(Excerpts of location labeling data)
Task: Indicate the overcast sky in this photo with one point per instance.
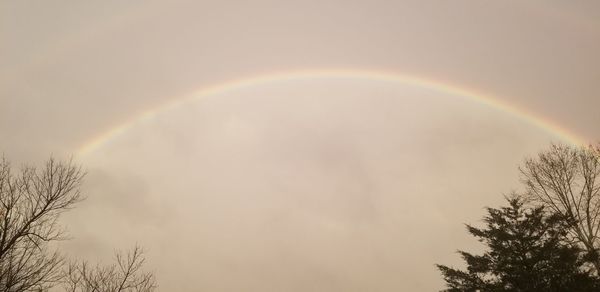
(327, 184)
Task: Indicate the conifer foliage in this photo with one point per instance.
(525, 252)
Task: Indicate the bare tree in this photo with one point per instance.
(567, 180)
(31, 202)
(124, 276)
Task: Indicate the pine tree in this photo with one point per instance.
(526, 252)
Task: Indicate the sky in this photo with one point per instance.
(293, 183)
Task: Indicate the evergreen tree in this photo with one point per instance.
(526, 252)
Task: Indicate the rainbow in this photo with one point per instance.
(99, 140)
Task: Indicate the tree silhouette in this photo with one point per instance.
(31, 202)
(566, 180)
(525, 252)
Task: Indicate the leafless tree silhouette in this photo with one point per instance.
(31, 202)
(566, 180)
(124, 276)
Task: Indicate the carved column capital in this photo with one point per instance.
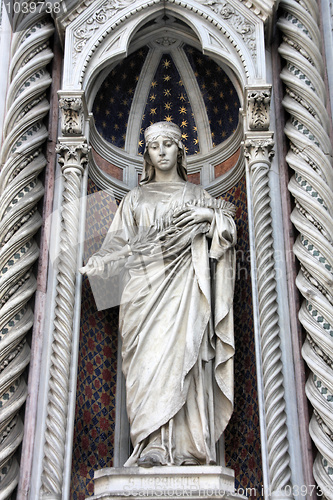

Task statement:
Copy out every line of the material above word for word, omitting the pictures.

Result:
Task: Indicate the overcast sky in this photo with one point per instance.
(327, 184)
Task: Indicate the conifer foliage in this photo with one point per instance.
(525, 252)
Task: Indicate the bare tree in this photo with one point per instance.
(567, 180)
(31, 202)
(124, 276)
Task: Indicate the pine tree in this photo with one point per instance.
(526, 252)
Task: Indicate the sky in this photo with one point per instance.
(293, 183)
Task: Indicate the evergreen tree in this photo with one point per instance.
(526, 252)
Task: Indicate the rainbow in this photo with one point per instance.
(99, 140)
Task: Indicate the tree silhouette in this photo with one point per instance.
(31, 202)
(566, 180)
(525, 252)
Task: Indicate the leafless tree silhouette in this photo with one point per instance.
(31, 202)
(566, 180)
(124, 276)
Task: Indicate the carved column capital in this photo with one point per instance.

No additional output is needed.